第二次大戦中、成型炸薬弾の出現は戦車にまたしても新たな敵に直面する必要を生じさせた。ドイツは1942年に自軍の戦車に付加装甲を装備しはじめ、車体側面と砲塔に5〜8mmの装甲防御板を追加した(頑住吉注:これは当初はソ連の強力な対戦車ライフル対策だったようです)。砲塔に追加されたリング型(頑住吉注:馬蹄形でしょうね)硬化装甲は砲塔側面、後面の防御力をさらに一歩強化した。同時にドイツの装甲兵たちも暇にしてはおらず、多くの粗野な方法を考え出して自分の使用する装甲車両の防御能力を増強した。まず彼らは戦車に予備のキャタピラを吊り下げて装備し(画像参照)、鹵獲した敵のキャタピラさえも使った(頑住吉注:予備キャタピラとしては当然使用できないにもかかわらず、ということですね)。マンガン鋼で製造した戦車のキャタピラには極めて高い硬度があり、しかもキャタピラの形状はエッジが多く、敵が攻撃する徹甲弾に極めて跳弾を発生させやすかった! これにより戦車に20mm近い装甲を増加させたに等しかった。さらに戦車兵が用意していた転輪を後部から外してスチールワイヤーで車体正面や砲塔側面に吊り下げることもあり、側、後方の防御レベル向上に使われた。

(頑住吉注:原ページのここにある1枚目の画像のキャプションです。「キャタピラをいっぱいに吊り下げて付加装甲としたドイツ戦車」 続いて2枚目。「第二次大戦中、多くの国の戦車兵がしょっちゅう雑多なものを戦車に吊るして付加的防御手段とした。」)

ドイツの戦車兵が慌ただしく自分の戦車に付加装甲を取り付けていた頃、アメリカの戦車兵も戦車にキャタピラを吊り下げていたが、その他にも砂を詰めた麻袋(頑住吉注:土嚢)、バケツ、丸太をたくさん積み、さらには鉄条網や自動車のタイヤを自分の戦車の外側に吊り下げる者さえいた。その戦車のいでたちは家を離れて逃げる難民のようだった。実はこうした細工の目的はただ一つ、成型炸薬弾頭をあらかじめ起爆させ、間隙を利用して射流を分散させ、その貫通力を非常に大きく低下させることだった。

(頑住吉注:原ページのここにある画像のキャプションです。「粗野な方法で雑物をいっぱいに吊るしたM4戦車」)

戦車の外部にいくつかの雑物や「土質装甲」を搭載する以外に、戦後の世界各国の戦車設計者たちはこの種の付加形式で装備する外部吊り下げ装甲を防御の1つの選択肢としてさらに一歩の研究を行った。最も早くスカート板を戦車の防御の重要な組成部分としたのはソ連陸軍だった。1960年代初期、軍の調達部門は設計人員に、成型炸薬弾頭を防御でき、もって車両両サイドの懸架システムと行動装置を保護する側面スカート板の研究開発要求を出した。

(頑住吉注:原ページのここにある画像のキャプションです。「T54初期型で行われるスカート板による防御実験。」)

保存データ項目

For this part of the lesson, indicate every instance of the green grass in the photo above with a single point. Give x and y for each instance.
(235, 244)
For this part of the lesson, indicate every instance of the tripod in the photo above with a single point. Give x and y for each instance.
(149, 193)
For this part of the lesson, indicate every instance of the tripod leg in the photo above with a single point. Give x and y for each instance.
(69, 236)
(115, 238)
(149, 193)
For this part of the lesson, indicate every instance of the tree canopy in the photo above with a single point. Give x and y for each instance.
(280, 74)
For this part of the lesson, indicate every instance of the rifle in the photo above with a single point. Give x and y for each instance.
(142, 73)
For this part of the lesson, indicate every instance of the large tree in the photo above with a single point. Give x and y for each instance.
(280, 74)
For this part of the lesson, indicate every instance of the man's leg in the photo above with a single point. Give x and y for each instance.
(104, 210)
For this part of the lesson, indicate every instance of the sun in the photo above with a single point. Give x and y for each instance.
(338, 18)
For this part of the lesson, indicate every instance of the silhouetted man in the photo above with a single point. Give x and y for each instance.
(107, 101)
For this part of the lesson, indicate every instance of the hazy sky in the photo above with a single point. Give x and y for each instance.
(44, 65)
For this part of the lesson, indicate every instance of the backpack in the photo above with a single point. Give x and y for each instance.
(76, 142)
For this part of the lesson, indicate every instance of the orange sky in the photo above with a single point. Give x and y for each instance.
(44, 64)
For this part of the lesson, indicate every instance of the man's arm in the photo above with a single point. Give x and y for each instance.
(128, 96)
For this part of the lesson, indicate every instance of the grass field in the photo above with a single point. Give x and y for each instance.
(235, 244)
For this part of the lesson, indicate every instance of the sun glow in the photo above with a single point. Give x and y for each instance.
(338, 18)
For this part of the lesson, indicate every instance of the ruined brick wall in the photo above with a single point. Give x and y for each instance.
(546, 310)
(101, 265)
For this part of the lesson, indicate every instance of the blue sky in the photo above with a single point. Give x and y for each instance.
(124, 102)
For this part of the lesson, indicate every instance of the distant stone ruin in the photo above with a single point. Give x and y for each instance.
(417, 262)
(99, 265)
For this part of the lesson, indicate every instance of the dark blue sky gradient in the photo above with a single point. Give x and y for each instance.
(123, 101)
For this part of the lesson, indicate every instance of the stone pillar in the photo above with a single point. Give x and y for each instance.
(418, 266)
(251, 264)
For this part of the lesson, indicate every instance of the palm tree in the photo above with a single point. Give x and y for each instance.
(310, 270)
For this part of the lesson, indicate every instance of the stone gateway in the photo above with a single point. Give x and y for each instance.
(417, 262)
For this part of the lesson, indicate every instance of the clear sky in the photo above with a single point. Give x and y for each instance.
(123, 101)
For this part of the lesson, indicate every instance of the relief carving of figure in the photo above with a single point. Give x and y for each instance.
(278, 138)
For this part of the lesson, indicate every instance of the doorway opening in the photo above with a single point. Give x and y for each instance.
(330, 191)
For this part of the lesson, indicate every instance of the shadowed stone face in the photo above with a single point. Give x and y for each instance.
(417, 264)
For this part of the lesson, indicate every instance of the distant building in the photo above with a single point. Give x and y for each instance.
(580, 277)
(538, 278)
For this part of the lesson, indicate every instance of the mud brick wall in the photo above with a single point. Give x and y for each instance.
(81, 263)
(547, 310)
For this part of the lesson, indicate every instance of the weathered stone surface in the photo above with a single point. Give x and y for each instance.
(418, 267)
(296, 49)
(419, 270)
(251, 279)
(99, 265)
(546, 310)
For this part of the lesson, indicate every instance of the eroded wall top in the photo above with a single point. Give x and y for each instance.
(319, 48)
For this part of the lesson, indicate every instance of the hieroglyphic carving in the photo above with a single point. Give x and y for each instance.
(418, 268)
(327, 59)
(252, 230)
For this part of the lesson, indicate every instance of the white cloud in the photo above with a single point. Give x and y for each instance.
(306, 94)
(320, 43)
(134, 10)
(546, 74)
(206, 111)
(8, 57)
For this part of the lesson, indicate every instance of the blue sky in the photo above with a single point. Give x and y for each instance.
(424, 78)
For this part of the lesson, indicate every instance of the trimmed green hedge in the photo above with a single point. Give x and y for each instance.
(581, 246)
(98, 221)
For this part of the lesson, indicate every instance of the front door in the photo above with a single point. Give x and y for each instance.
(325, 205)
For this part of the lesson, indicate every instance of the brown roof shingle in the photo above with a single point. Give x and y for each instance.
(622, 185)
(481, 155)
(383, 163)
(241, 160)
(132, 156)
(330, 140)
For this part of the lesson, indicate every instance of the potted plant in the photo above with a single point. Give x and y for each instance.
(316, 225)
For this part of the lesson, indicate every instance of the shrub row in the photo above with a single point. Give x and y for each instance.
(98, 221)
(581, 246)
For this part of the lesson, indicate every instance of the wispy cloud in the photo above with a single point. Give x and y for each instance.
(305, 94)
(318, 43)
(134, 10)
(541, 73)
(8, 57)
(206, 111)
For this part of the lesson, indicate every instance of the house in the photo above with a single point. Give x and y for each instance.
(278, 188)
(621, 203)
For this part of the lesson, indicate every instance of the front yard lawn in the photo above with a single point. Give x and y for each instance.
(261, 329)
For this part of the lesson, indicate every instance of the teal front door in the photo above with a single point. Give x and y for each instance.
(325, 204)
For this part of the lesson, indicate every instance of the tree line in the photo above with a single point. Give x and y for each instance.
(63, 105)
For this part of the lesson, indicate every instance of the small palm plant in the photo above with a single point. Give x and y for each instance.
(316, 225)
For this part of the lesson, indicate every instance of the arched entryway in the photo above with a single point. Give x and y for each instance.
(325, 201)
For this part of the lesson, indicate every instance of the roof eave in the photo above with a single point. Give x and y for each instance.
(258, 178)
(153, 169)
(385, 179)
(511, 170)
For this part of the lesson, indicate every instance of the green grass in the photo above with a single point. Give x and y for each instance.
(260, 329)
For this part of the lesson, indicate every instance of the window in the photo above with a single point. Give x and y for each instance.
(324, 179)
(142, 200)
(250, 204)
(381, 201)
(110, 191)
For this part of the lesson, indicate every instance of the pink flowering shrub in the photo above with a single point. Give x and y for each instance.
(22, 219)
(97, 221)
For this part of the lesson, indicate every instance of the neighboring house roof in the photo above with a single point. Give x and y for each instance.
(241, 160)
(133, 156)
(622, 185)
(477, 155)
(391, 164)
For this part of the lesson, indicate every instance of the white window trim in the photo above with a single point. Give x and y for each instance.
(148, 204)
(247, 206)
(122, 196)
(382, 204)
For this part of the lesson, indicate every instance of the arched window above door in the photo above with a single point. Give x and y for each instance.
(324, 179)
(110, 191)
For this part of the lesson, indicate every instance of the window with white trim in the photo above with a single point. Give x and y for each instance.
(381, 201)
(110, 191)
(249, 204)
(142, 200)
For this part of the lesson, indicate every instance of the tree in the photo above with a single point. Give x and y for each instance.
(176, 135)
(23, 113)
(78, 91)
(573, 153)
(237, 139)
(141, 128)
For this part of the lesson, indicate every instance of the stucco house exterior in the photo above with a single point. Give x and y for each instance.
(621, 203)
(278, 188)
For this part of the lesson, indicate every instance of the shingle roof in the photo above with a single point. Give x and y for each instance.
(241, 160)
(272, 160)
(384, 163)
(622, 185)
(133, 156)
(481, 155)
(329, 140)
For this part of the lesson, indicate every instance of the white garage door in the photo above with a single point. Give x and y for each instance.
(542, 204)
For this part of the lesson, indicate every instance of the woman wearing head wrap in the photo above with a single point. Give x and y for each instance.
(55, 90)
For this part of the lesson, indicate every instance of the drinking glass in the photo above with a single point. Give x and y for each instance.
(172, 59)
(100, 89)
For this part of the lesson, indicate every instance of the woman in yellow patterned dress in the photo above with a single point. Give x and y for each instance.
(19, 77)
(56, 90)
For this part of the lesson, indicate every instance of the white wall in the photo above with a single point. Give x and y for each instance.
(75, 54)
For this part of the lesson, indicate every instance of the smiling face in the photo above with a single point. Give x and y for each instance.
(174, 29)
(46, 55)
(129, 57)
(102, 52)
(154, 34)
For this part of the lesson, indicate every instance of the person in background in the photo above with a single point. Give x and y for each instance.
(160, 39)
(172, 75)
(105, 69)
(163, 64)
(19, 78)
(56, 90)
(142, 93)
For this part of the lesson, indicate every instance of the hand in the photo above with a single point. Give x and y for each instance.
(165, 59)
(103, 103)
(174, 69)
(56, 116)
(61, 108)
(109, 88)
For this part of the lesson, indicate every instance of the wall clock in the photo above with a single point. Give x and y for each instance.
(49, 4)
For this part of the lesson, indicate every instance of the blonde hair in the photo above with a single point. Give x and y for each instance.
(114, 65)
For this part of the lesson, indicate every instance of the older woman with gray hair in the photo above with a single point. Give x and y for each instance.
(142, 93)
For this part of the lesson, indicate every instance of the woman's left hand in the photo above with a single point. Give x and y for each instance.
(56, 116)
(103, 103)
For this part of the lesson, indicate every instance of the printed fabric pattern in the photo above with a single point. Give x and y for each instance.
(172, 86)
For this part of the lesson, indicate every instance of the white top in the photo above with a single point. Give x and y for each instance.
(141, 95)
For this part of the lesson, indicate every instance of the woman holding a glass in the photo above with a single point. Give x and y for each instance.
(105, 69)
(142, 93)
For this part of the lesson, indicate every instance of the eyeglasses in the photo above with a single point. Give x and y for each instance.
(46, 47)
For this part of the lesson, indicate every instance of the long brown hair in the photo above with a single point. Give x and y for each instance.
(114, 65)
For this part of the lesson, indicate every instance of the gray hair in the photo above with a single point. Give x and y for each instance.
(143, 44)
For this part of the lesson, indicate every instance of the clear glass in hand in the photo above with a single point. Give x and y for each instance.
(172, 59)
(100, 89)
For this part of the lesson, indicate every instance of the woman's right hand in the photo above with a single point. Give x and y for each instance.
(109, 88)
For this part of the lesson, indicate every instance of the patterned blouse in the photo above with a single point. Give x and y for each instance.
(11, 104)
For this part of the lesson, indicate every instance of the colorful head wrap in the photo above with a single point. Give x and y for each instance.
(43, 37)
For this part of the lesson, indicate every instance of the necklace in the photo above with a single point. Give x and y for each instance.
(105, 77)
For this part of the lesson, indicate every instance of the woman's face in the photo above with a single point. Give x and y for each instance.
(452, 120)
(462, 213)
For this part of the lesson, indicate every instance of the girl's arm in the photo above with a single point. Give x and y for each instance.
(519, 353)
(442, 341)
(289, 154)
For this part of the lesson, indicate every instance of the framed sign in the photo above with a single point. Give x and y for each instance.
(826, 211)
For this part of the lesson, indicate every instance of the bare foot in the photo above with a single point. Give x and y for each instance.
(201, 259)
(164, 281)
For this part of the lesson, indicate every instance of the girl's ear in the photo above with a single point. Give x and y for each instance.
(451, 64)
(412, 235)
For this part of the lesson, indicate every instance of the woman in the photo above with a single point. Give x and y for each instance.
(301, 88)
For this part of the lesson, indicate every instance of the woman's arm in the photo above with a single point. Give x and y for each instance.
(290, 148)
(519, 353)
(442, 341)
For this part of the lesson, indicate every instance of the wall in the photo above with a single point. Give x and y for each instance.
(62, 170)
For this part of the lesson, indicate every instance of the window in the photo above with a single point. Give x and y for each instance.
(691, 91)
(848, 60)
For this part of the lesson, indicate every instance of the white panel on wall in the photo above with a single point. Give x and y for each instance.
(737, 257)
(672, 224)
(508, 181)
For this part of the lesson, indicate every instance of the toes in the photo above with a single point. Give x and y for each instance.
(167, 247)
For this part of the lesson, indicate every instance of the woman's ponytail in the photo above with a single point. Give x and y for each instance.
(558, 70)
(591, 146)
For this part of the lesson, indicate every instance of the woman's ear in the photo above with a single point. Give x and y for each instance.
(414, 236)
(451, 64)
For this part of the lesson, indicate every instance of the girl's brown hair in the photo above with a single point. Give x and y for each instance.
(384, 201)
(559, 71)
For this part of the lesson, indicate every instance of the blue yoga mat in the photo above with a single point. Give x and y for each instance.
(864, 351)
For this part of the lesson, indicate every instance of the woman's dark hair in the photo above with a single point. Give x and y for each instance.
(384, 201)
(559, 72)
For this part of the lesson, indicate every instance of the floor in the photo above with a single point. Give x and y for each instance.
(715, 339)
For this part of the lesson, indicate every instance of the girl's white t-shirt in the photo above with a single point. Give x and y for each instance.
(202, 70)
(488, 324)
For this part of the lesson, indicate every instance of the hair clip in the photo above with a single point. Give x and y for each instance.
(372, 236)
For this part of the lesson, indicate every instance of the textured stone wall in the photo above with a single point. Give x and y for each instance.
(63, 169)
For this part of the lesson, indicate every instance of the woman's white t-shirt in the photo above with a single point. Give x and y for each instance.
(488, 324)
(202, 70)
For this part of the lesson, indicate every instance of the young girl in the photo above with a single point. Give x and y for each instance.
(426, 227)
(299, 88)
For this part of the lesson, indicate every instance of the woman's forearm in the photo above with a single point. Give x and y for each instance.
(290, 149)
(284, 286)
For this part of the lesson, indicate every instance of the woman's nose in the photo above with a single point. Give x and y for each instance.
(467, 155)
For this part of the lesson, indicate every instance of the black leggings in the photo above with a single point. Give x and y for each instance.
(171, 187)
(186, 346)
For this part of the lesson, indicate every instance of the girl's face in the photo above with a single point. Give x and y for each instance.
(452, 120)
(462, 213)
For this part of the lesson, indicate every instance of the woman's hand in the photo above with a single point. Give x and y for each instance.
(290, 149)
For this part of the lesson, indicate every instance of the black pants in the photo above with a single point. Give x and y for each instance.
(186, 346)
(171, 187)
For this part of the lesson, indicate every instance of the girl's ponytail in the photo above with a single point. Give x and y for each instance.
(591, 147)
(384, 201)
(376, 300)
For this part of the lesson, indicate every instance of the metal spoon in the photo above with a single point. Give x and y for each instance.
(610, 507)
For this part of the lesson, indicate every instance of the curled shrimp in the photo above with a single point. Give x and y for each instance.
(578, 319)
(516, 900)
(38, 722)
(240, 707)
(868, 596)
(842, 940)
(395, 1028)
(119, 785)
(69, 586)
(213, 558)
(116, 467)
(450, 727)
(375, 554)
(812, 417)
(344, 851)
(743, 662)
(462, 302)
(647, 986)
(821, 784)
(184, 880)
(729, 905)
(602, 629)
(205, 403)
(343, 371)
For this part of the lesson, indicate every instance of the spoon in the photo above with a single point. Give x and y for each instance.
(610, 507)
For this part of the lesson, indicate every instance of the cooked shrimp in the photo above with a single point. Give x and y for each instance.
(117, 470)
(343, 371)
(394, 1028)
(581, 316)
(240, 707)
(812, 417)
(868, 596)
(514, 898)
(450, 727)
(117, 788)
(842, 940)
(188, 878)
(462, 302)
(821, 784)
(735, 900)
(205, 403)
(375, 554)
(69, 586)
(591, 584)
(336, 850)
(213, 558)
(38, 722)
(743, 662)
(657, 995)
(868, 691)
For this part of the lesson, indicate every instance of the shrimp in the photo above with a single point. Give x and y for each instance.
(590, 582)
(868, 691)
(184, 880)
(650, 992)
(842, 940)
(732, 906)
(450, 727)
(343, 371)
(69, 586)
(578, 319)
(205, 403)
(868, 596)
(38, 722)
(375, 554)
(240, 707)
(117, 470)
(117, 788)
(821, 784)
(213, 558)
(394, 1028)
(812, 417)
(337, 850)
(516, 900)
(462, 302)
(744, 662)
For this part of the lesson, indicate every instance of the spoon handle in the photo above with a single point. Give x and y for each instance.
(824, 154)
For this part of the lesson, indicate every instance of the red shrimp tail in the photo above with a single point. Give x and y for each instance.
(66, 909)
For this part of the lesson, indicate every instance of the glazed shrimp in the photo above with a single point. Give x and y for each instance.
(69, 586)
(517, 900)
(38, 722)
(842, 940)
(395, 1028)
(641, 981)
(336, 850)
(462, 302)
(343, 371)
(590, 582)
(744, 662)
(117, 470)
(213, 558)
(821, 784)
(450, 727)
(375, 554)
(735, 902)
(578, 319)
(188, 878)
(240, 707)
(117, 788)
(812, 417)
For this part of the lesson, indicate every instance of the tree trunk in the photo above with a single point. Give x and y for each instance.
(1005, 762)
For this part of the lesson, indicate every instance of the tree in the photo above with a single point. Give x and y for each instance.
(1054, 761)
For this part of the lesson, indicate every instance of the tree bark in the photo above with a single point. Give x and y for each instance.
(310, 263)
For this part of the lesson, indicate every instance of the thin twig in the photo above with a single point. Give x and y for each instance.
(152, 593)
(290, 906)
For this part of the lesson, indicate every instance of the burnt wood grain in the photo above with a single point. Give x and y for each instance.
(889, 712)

__課題内容__. 戦車の付加装甲に関する文章のうち、「(頑住吉注:原ページのここにある1枚目の」から「ト板の研究開発要求を出した。」までの部分を一字も変えずに書き写してください。 これらの項目は戦車の付加装甲に関する文章とは関係がありません。

__最終結果__.
(頑住吉注:原ページのここにある1枚目の画像のキャプションです。「キャタピラをいっぱいに吊り下げて付加装甲としたドイツ戦車」 続いて2枚目。「第二次大戦中、多くの国の戦車兵がしょっちゅう雑多なものを戦車に吊るして付加的防御手段とした。」)

ドイツの戦車兵が慌ただしく自分の戦車に付加装甲を取り付けていた頃、アメリカの戦車兵も戦車にキャタピラを吊り下げていたが、その他にも砂を詰めた麻袋(頑住吉注:土嚢)、バケツ、丸太をたくさん積み、さらには鉄条網や自動車のタイヤを自分の戦車の外側に吊り下げる者さえいた。その戦車のいでたちは家を離れて逃げる難民のようだった。実はこうした細工の目的はただ一つ、成型炸薬弾頭をあらかじめ起爆させ、間隙を利用して射流を分散させ、その貫通力を非常に大きく低下させることだった。

(頑住吉注:原ページのここにある画像のキャプションです。「粗野な方法で雑物をいっぱいに吊るしたM4戦車」)

戦車の外部にいくつかの雑物や「土質装甲」を搭載する以外に、戦後の世界各国の戦車設計者たちはこの種の付加形式で装備する外部吊り下げ装甲を防御の1つの選択肢としてさらに一歩の研究を行った。最も早くスカート板を戦車の防御の重要な組成部分としたのはソ連陸軍だった。1960年代初期、軍の調達部門は設計人員に、成型炸薬弾頭を防御でき、もって車両両サイドの懸架システムと行動装置を保護する側面スカート板の研究開発要求を出した。